▶ _Passage to read_
::::::
At the 2021 census, Sibiu county had a population of 388.326 residents and a population density of 71.48/sq.km(27,59sq.mi)

At the 2011 census, the county has the following population indices:

- Romanians – 91.25% (or 340,836)
- Romani – 4.76% (or 17,901)
- Hungarians – 2.89% (or 10,893)
- Germans (Transylvanian Saxons) – 1.09% (or 4,117)
- Other – 0.1% (or 640)

At the 2021 census, the county has the following population indices:

- Romanians – 93.36% (or 313,118)
- Romani – 3.82% (or 12,808)
- Hungarians – 1.82% (or 6,112)
- Germans (Transylvanian Saxons) – 0.81% (or 2,716)
- Other – 0.19% (or 641)

Religion:

- Romanian Orthodox – 90.9%
- Greek Catholics – 2.3%
- Reformed – 2.0%
- Roman Catholics – 1.5%
- Pentecostals – 1.1%
- Baptists – 0.9%
- Other – 1.3%

Urbanisation – 5th most urbanised county in Romania:

- Urban dwellers: 277,574 (or 65.8%)
- Rural dwellers: 144,150 (or 34.2%)

Traditionally, the biggest minority in the county were Germans, but their numbers have decreased since World War II and especially after the Romanian Revolution of 1989.

The south side of the county, closer to the mountains was mainly inhabited by Romanians (Mărginimea Sibiului), and the north side of the country (the Transylvanian Plateau) was inhabited evenly by Germans and Romanians, but most Saxon villages are now deserted by their original ethnic German population. The Roma population, mainly from southern Romania, was placed close to the villages in the communist period and have since increased their numbers, especially in the Hârtibaciu valley.
::::::
▶ _Dataset entries_

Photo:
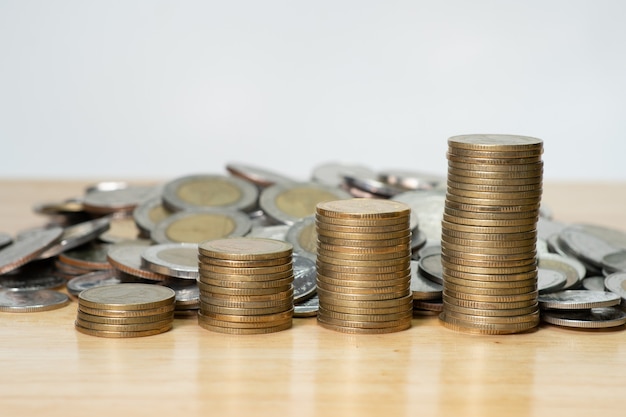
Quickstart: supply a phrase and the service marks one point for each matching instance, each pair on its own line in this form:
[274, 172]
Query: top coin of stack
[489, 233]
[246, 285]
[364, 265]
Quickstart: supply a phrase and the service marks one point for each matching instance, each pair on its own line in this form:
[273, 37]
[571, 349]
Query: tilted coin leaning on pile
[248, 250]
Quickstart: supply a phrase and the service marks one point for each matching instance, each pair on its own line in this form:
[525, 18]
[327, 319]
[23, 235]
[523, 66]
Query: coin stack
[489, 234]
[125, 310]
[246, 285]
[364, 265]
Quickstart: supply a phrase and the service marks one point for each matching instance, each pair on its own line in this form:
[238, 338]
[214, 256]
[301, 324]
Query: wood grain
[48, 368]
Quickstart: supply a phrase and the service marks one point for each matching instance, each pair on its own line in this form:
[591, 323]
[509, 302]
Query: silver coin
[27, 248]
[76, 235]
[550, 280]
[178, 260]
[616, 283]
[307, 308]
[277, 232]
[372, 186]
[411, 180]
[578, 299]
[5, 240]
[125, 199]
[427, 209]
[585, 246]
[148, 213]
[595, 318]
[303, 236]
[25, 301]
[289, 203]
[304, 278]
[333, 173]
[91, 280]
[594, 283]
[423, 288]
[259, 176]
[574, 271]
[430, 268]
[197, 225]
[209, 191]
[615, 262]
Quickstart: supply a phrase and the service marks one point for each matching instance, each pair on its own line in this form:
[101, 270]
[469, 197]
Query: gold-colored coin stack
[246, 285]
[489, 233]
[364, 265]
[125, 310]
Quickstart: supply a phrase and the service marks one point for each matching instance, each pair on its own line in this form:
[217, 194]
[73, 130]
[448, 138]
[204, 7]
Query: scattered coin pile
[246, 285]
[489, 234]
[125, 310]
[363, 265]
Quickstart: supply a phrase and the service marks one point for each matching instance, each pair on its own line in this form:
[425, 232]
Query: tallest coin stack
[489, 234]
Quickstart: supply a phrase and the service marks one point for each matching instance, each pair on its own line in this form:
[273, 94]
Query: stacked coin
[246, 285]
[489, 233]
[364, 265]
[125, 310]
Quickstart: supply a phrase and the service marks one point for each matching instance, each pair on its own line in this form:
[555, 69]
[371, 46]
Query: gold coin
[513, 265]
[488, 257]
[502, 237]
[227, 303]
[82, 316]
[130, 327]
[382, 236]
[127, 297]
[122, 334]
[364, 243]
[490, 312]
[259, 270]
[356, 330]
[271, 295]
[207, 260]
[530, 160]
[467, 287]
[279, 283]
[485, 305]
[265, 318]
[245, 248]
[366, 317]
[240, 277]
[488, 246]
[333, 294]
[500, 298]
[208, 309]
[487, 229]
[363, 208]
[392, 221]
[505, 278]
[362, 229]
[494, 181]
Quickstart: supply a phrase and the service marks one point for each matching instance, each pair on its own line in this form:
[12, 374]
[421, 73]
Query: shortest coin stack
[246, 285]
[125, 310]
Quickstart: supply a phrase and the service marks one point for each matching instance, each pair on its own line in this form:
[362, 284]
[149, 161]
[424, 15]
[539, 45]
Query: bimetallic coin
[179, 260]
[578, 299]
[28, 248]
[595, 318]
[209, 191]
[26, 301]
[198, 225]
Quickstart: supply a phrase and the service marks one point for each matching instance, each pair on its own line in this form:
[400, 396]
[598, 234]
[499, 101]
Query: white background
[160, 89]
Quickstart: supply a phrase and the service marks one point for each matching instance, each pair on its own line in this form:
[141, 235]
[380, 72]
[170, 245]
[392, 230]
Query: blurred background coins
::::::
▶ _Tasks to carry out_
• 1. Rewrite the paragraph beginning "The south side of the county" from the Sibiu county demographics text as a short bulleted list, keeping its main facts.
• 2. List every religious group that the Sibiu county demographics text names with a percentage, leaving out the "Other" category.
• 3. Carry on with the Sibiu county demographics text, starting after its final sentence.

▶ _Expected results_
• 1.
- The southern part of the county, near the mountains (Mărginimea Sibiului), was inhabited mainly by Romanians.
- The northern part (the Transylvanian Plateau) was inhabited evenly by Germans and Romanians.
- Most Saxon villages are now deserted by their original ethnic German population.
- The Roma population, mainly from southern Romania, was placed close to the villages during the communist period.
- The Roma population has since grown, especially in the Hârtibaciu valley.

• 2.
- Romanian Orthodox
- Greek Catholics
- Reformed
- Roman Catholics
- Pentecostals
- Baptists

• 3.
Most of the population is concentrated in the Sibiu metropolitan area which has over 240 thousand inhabitants, with settlements like Șelimbăr, Cisnădie (especially the Arhitecților neighbourhood), Șura Mare, Șura Mică, Cristian, and Roșia having grown in population in the last 15 years, both from internal migration from the county and from other areas, mainly Vâlcea County. Tălmaciu and Avrig are other towns in the area.

Another population centre is the second largest city, Mediaș, with almost 40 thousand inhabitants, which forms a relatively higher population density area than the surrounding northern part of the county, with the nearby towns of Copșa Mică and Dumbrăveni and also communes like Bazna or Târnava.

| Year | County population |
|---|---|
| 1948 | 335,116 |
| 1956 | 372,687 |
| 1966 | 414,756 |
| 1977 | 481,645 |
| 1992 | 452,820 |
| 2002 | 421,724 |
| 2004 | 423,535 |
| 2007 | 424,855 |
| 2011 | 397,322 |
| 2021 | 388,326 |

== Geography ==

This county has a total area of 5432 km2.

In the South side there are the Carpathian Mountains (Southern Carpathians) – the Făgăraș Mountains with heights over 2500 m, the Lotru Mountains, and the Cindrel Mountains – which make up to 30% of the county's surface. The Olt River crosses the mountains over to the South of Romania in Sibiu County, forming one of the most accessible links between Transylvania and Wallachia. In the North side there is the Transylvanian Plateau.

The most important rivers crossing the county are the Olt in the South with the Cibin as its main effluent, and the Târnava in the North.

=== Neighbours ===

- Brașov County in the East.
- Alba County in the West.
- Mureș County in the North.
- Vâlcea County in the South.
- Argeș County in the South-East.

== Economy ==

Sibiu County has one of the most dynamic economies in Romania, and is one of the regions with the highest level of foreign investment.

The predominant industries in the county are:
- Machine and automotive components
- Food industry
- Textile industry
- Wood industry

The biggest natural resource in the county is natural gas, especially in the north side, having one of the largest sources in the country.

In Copșa Mică during the communist period there were two chemical industrial complexes which polluted the environment heavily with carbon black, heavy metals, and other chemical substances. The area is still considered one of the most polluted communities in Europe. After 1989 many of the industrial complexes were shut down and the area is slowly recovering.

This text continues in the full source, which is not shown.